演習用本文:
########

訪問看護師の現場では、薬の管理を任されるケースが多くあります。
疾患や認知能力、身体の機能、療養環境により薬の処方は異なります。
在宅の療養では症状を抑えるために、服薬の時間を守ることが大切です。
訪問看護師は今後、高齢社会を迎えるにあたって需要が高まっていく見通しになっているので管理方法の向上は必須になります。
ぜひ、現場で役に立つ内容になっていますので参考にしてください。
訪問看護の薬の管理
服薬管理を看護師が行うには、ケアマネージャーからの依頼を受けた時に行います。
ケアマネージャーからの依頼を受ける時は、大きく3つのポイントがあります。
- 自己管理が困難な場合
- 体調管理が必要な場合
- 認知能力や身体能力の低下により自己管理に支援が必要な場合
「利用者さんが自分でできているか」を確認するには、介護士の介入でも行うことができますが、内服薬のセッティングや体調の変化の観察を行うには看護師が必要です。
訪問看護の薬の管理で重要なことは?
訪問看護の業務で多い薬の管理ですが、介入方法によっては利用者さんに不快な思いを抱かせてしまい、今後の信頼関係に影響することがあります。
適切な看護介入をするために、薬の管理で重要なことを紹介します。
- 時間に余裕をもって訪問する
- 大切な薬を管理しているという気持ちをもつ
- 主治医と服薬状況を共有する
それぞれ詳しく紹介します。
➀時間に余裕をもって訪問する
利用者さん自身の管理が難しいとされている以上、初回訪問の際には多くの残薬があることが想定されます。

########

提供データ:
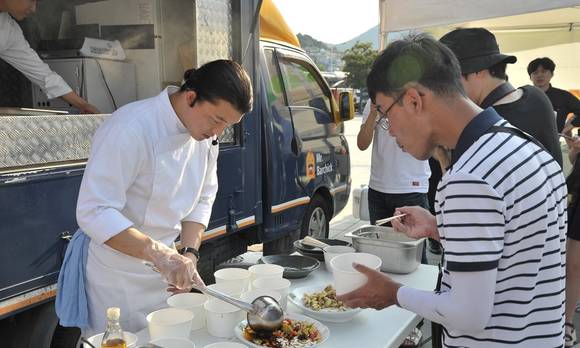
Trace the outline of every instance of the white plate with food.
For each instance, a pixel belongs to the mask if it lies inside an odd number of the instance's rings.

########

作業指示: 訪問看護における薬の管理についての本文を、最後の文の後から引き継いで書き進めてください。

回答:
初回訪問の際には時間がかかる場合があるので、前後のスケジュールに余裕を持たせて、十分な時間を確保できるように調整できるようにしましょう。
➁大切な薬を管理しているという気持ちをもつ
また、訪問看護の利用には賛同しているものの、今まで自身で管理をしていたことを否定されている気持ちになる方もいらっしゃいます。
薬は治療に必要不可欠なものになり、利用者さんの大切な私物の一つです。
看護師は大切なものを管理させていただいているということを忘れてはいけません。
管理する薬は丁寧に取り扱い、相手の気持ちに寄り添えるようにする配慮も時には必要です。
➂主治医と服薬状況を共有する
処方している主治医とも現状の服薬状況を共有することで、今後の療養方法にも柔軟に対応することが可能です。
かかりつけの主治医は定期的に服薬をしていることを想定して診察をしています。
在宅での状況を把握するには、診察時の聴取では情報が少ない場合があるため、訪問看護師が自宅での状況や状態を伝えることでも、今後の治療方針を決める判断材料になります。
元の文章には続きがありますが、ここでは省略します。